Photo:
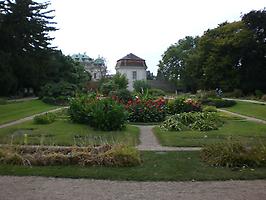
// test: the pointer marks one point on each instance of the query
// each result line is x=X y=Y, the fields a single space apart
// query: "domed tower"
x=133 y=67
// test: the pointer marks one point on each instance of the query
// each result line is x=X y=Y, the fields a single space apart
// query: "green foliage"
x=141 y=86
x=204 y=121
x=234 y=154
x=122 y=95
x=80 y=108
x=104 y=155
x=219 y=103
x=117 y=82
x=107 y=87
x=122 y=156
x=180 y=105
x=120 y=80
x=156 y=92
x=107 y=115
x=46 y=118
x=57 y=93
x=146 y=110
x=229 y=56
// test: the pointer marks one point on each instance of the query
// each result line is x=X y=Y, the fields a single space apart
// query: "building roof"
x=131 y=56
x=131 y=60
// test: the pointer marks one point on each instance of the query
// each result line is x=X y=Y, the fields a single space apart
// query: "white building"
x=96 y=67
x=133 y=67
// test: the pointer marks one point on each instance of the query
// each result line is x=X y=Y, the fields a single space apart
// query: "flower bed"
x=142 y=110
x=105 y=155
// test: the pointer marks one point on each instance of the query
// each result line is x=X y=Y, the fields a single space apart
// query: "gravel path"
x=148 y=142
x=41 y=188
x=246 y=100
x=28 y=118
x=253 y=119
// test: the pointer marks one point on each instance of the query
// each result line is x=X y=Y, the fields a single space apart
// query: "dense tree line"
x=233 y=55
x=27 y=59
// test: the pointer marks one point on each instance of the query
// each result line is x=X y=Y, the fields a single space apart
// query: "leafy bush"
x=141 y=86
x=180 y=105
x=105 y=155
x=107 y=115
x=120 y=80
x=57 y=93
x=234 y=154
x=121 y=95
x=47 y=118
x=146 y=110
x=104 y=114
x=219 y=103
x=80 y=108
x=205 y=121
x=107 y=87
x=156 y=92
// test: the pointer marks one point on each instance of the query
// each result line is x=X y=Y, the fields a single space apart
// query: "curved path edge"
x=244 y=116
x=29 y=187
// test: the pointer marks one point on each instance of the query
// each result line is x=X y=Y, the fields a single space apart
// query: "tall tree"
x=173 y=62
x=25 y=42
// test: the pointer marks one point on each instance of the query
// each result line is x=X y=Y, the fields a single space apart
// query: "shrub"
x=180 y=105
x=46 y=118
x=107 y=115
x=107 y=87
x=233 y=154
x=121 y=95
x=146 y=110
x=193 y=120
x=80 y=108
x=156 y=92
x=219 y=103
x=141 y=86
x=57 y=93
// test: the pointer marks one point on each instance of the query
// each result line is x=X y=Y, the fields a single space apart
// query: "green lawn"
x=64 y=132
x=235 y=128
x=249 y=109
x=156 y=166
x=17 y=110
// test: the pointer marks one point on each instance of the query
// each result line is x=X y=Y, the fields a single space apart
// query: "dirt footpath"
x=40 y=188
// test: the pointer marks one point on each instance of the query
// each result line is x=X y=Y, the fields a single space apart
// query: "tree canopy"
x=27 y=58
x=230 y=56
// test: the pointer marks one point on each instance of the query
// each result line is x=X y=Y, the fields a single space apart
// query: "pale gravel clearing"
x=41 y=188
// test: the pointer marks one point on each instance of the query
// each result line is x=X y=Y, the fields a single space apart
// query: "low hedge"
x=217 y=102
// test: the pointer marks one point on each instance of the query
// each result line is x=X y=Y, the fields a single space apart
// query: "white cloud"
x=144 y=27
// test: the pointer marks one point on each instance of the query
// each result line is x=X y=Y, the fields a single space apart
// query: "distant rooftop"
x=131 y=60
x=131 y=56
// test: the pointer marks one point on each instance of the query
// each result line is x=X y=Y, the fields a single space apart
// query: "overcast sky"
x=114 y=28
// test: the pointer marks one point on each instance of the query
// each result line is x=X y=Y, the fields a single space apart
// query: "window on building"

==============================

• **What the task asks**: Pictures stay out of the copy, while everything else in the records above goes in exactly as written.

• **Exercise output**:
Photo:
// test: the pointer marks one point on each instance of the query
// each result line is x=X y=Y, the fields a single space apart
// query: "domed tower"
x=133 y=67
// test: the pointer marks one point on each instance of the query
// each result line is x=X y=Y, the fields a single space apart
// query: "green foliage"
x=141 y=86
x=204 y=121
x=234 y=154
x=122 y=95
x=80 y=108
x=104 y=155
x=219 y=103
x=117 y=82
x=107 y=87
x=122 y=156
x=180 y=105
x=120 y=80
x=156 y=92
x=107 y=115
x=46 y=118
x=57 y=93
x=146 y=110
x=229 y=56
// test: the pointer marks one point on each instance of the query
// each result line is x=X y=Y, the fields a single space apart
// query: "building roof"
x=131 y=56
x=131 y=60
// test: the pointer marks one point on each instance of the query
// each result line is x=X y=Y, the fields a single space apart
// query: "white building"
x=96 y=67
x=133 y=67
// test: the pointer marks one point on each instance of the query
// each result line is x=X y=Y, the fields a single space apart
// query: "flower bed"
x=142 y=110
x=105 y=155
// test: the pointer marks one point on each instance of the query
// each result line is x=X y=Y, the fields a single space apart
// query: "gravel path"
x=148 y=142
x=41 y=188
x=246 y=100
x=28 y=118
x=253 y=119
// test: the pointer marks one point on each instance of the query
// each result line is x=X y=Y, the fields a single space apart
// query: "dense tree line"
x=233 y=55
x=27 y=59
// test: the pointer marks one point on each instance of the query
// each result line is x=X y=Y, the fields a single space apart
// query: "leafy bush"
x=141 y=86
x=180 y=105
x=105 y=155
x=107 y=115
x=120 y=80
x=57 y=93
x=234 y=154
x=121 y=95
x=47 y=118
x=146 y=110
x=104 y=114
x=219 y=103
x=80 y=108
x=205 y=121
x=107 y=87
x=156 y=92
// test: the pointer marks one point on each instance of the query
// each result line is x=X y=Y, the fields a single space apart
// query: "curved path edge"
x=244 y=116
x=29 y=187
// test: the pointer marks one point on each instance of the query
// each result line is x=X y=Y, the fields a single space apart
// query: "tall tree"
x=173 y=62
x=25 y=42
// test: the pointer marks one point on each instance of the query
// each result line is x=X y=Y, the fields a single space apart
// query: "shrub"
x=180 y=105
x=46 y=118
x=107 y=115
x=107 y=87
x=233 y=154
x=121 y=95
x=146 y=110
x=193 y=120
x=80 y=108
x=156 y=92
x=219 y=103
x=141 y=86
x=57 y=93
// test: the pointer marks one point on each instance of the query
// each result line is x=X y=Y, the fields a single space apart
// query: "green lawn"
x=64 y=132
x=235 y=128
x=249 y=109
x=156 y=166
x=17 y=110
// test: the pointer marks one point on each instance of the query
// each result line is x=X y=Y, the fields a single space apart
// query: "dirt footpath"
x=40 y=188
// test: the pointer marks one point on each instance of the query
// each result line is x=X y=Y, the fields a single space apart
// query: "tree canopy"
x=27 y=58
x=230 y=56
// test: the pointer marks one point on each instance of the query
// each result line is x=X y=Y, the fields a single space apart
// query: "pale gravel clearing"
x=41 y=188
// test: the pointer marks one point on each instance of the query
// each result line is x=X y=Y, the fields a single space apart
// query: "low hedge"
x=217 y=102
// test: the pointer marks one point on each instance of the query
// each result line is x=X y=Y, the fields a single space apart
// query: "white cloud"
x=144 y=27
// test: the pointer marks one point on each instance of the query
// each result line is x=X y=Y, the fields a single space apart
// query: "distant rooftop"
x=131 y=60
x=131 y=56
// test: the pointer marks one point on each instance of the query
// each result line is x=X y=Y, the fields a single space apart
// query: "overcast sky"
x=114 y=28
// test: the pointer marks one point on each instance of the query
// each result line is x=X y=Y, the fields a single space apart
// query: "window on building"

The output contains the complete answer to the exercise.